**やること**
下のデータのうち、「Could you please locate the suit」を含む行から「<point>129,177</point>」を含む行までを、両端の行も含めて一字一句変えずに書き写す。

====== 提供データ

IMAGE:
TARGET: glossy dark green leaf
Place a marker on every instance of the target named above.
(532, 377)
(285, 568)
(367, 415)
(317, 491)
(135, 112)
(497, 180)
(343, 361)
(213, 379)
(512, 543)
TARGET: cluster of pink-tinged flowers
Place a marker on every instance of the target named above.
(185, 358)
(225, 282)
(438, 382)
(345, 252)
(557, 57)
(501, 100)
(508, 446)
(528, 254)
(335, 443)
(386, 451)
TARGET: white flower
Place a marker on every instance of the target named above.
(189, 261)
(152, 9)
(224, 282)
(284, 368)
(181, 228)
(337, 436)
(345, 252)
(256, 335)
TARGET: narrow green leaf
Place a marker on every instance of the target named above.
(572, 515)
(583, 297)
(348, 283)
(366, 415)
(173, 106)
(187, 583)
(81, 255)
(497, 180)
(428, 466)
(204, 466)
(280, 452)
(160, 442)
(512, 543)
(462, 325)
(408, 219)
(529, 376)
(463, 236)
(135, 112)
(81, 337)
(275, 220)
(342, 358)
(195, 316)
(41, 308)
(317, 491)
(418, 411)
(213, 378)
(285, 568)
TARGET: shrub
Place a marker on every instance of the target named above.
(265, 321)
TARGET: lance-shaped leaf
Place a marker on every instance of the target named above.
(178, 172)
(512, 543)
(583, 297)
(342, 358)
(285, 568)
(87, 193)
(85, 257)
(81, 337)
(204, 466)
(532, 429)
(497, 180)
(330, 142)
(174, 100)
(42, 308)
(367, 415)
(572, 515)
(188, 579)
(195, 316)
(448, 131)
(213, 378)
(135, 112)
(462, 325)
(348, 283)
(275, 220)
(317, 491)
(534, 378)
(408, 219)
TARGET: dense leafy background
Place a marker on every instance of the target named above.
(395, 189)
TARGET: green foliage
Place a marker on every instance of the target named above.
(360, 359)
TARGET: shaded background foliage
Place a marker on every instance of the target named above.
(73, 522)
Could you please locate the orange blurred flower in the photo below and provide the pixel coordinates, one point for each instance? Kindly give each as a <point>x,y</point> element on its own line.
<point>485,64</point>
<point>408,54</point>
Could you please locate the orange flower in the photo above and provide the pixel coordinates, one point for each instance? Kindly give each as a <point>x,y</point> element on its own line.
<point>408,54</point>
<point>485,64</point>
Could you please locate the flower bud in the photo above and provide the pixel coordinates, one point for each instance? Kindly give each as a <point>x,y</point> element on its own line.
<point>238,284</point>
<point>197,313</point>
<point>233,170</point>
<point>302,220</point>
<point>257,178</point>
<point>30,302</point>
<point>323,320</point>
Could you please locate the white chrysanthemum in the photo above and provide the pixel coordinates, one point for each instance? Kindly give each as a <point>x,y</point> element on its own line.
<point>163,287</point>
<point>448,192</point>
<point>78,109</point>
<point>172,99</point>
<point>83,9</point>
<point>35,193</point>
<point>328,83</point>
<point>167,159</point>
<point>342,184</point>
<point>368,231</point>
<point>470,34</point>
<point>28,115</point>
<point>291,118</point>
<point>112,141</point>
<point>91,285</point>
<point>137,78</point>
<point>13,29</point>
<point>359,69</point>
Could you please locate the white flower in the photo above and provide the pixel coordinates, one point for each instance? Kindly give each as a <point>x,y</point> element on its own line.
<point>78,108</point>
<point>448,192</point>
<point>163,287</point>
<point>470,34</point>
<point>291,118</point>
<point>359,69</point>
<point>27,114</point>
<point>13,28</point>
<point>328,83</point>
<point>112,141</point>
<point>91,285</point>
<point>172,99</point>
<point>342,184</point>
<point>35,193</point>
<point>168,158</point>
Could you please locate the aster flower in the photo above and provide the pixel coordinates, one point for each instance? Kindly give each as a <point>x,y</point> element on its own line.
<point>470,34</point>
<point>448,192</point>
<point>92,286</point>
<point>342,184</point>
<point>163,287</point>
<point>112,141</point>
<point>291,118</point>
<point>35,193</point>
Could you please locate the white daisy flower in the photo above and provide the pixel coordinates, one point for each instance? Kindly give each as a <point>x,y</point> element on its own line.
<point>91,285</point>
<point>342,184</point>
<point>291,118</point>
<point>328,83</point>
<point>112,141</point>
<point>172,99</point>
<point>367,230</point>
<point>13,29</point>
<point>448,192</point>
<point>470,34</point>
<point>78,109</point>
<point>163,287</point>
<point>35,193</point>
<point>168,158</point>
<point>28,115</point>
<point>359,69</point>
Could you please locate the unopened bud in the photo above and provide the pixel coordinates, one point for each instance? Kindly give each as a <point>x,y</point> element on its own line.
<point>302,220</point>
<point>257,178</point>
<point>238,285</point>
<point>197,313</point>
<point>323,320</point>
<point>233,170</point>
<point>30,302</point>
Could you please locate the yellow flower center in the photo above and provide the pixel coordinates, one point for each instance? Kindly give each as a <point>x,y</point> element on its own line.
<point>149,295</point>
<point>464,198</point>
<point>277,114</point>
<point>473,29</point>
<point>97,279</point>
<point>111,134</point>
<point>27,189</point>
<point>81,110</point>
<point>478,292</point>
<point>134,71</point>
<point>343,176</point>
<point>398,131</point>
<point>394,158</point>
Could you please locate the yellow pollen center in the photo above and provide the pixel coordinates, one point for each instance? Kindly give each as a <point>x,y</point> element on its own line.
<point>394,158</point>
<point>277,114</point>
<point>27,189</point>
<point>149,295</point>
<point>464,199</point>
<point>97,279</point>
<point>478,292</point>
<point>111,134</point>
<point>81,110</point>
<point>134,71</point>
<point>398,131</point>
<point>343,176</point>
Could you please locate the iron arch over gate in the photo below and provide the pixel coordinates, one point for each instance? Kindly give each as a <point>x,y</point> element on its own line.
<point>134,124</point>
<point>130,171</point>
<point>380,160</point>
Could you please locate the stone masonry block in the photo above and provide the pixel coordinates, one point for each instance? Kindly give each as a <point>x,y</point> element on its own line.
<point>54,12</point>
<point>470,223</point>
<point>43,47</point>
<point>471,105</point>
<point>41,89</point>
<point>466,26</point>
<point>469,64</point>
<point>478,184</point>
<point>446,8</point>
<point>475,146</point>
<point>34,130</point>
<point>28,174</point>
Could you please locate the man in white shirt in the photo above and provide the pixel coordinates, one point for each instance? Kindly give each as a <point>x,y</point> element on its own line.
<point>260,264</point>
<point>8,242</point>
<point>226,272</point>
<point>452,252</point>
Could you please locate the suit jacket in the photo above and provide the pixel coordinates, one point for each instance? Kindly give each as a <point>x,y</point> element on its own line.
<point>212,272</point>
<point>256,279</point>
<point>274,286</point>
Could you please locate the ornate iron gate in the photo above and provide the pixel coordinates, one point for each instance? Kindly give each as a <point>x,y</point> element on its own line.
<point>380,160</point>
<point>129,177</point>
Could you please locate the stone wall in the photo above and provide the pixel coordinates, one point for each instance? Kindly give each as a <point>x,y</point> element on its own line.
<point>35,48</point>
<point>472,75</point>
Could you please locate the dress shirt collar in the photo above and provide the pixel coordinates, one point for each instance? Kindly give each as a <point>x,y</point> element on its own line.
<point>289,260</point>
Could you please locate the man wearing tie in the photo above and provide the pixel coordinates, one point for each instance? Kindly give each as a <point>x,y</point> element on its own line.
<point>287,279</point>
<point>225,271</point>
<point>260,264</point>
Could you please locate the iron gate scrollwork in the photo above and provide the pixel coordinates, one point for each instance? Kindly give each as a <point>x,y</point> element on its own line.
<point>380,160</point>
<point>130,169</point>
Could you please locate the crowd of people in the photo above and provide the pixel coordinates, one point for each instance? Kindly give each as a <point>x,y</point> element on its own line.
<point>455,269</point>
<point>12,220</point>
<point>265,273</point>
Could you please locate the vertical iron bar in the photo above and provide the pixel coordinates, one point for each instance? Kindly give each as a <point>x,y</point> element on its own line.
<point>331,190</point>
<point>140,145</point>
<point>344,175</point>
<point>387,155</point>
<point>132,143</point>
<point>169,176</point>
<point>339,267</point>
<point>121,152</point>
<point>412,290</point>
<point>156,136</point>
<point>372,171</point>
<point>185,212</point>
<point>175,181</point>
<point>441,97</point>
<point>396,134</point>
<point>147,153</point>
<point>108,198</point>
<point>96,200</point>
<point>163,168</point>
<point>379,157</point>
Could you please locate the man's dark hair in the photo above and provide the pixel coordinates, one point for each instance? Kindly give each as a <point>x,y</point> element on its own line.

============

**回答**
Could you please locate the suit jacket in the photo above and provide the pixel coordinates, one point for each instance? Kindly give each as a <point>x,y</point> element on its own line.
<point>212,272</point>
<point>256,279</point>
<point>274,286</point>
Could you please locate the ornate iron gate in the photo above and provide the pixel coordinates, one point for each instance? Kindly give each as a <point>x,y</point> element on its own line.
<point>380,160</point>
<point>129,177</point>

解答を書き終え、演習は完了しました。